··· Отрывок для чтения

Что является условием видения?
Первое – это предельное внимание к пространству. К пространству своей жизни, не к цепочке событий своей жизни, а к сцеплению событий. Важно понимать: когда мы всерьез говорим «моя жизнь», то обычно имеем в виду массу событий, произошедших не с нами лично, а с другими людьми, с которыми мы так или иначе связаны, а также с вещами и процессами, находящимися в том пространстве, которое захватывает наша жизнь. Тогда вы можете видеть свое движение в пространстве реальности, видеть, как объективизируется пространство Традиции в пространстве вашей жизни. Если вы это видите, тогда вы гарантированы, насколько вообще можно говорить о гарантиях, от нелепых ошибок, потому что ошибки в работе случаются – каждый из нас не объемлет всего.

······
··· Хранимые строки

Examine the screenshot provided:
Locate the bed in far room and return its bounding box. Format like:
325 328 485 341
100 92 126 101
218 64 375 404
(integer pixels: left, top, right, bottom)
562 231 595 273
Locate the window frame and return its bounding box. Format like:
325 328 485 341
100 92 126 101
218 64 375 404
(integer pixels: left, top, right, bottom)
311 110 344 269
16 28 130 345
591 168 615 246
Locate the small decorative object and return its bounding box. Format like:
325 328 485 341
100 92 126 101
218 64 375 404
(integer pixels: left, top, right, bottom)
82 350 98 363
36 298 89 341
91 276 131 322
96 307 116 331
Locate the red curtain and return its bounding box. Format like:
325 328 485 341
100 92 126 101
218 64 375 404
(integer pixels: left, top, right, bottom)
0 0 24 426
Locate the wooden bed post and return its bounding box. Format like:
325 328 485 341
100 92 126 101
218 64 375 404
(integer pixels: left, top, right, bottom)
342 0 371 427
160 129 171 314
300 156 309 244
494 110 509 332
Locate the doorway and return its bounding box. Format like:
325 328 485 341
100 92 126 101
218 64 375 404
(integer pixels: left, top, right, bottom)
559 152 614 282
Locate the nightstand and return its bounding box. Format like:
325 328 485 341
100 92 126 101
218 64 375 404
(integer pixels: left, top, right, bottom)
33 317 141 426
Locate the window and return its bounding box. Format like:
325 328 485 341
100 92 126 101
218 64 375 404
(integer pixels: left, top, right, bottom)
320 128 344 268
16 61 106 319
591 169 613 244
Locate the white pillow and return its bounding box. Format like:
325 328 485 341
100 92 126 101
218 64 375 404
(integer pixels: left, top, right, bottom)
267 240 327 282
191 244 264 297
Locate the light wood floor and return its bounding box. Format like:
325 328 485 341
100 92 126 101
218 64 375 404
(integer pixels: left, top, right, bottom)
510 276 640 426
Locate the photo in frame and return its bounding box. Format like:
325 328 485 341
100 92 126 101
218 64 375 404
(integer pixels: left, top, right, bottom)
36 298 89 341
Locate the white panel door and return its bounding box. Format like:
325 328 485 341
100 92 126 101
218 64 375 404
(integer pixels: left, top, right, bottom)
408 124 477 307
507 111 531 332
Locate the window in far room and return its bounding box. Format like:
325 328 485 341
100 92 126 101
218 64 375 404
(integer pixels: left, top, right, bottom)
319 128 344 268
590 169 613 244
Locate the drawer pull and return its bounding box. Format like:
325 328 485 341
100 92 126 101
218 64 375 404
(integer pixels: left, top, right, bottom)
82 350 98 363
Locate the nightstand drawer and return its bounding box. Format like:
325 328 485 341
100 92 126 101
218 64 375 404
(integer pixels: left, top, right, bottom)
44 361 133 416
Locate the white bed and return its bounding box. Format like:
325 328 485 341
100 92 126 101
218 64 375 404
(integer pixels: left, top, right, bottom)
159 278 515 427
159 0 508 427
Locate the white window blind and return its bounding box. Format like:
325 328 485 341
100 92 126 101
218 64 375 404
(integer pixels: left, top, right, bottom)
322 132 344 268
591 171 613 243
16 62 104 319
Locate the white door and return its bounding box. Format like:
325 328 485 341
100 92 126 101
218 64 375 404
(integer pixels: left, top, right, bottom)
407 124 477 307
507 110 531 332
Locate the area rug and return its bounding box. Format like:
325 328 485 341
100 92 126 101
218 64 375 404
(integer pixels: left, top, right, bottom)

······

__Постановка задачи A__.
Можете переписать слово в слово весь отрывок об условии видения?
__Постановка задачи B__.
Можете преобразовать в JSON-список строк часть перечня, начиная со строки с «Locate the white bed» и до строки с «507 110 531 332» включительно? Каждая строка должна стать отдельной строкой списка, пустые строки нужно пропустить, а остальной перечень не включать.

__Решение задачи A__.
Что является условием видения?
Первое – это предельное внимание к пространству. К пространству своей жизни, не к цепочке событий своей жизни, а к сцеплению событий. Важно понимать: когда мы всерьез говорим «моя жизнь», то обычно имеем в виду массу событий, произошедших не с нами лично, а с другими людьми, с которыми мы так или иначе связаны, а также с вещами и процессами, находящимися в том пространстве, которое захватывает наша жизнь. Тогда вы можете видеть свое движение в пространстве реальности, видеть, как объективизируется пространство Традиции в пространстве вашей жизни. Если вы это видите, тогда вы гарантированы, насколько вообще можно говорить о гарантиях, от нелепых ошибок, потому что ошибки в работе случаются – каждый из нас не объемлет всего.

__Решение задачи B__.
[
  "Locate the white bed and return its bounding box. Format like:",
  "325 328 485 341",
  "100 92 126 101",
  "218 64 375 404",
  "(integer pixels: left, top, right, bottom)",
  "159 278 515 427",
  "159 0 508 427",
  "Locate the white window blind and return its bounding box. Format like:",
  "325 328 485 341",
  "100 92 126 101",
  "218 64 375 404",
  "(integer pixels: left, top, right, bottom)",
  "322 132 344 268",
  "591 171 613 243",
  "16 62 104 319",
  "Locate the white door and return its bounding box. Format like:",
  "325 328 485 341",
  "100 92 126 101",
  "218 64 375 404",
  "(integer pixels: left, top, right, bottom)",
  "407 124 477 307",
  "507 110 531 332"
]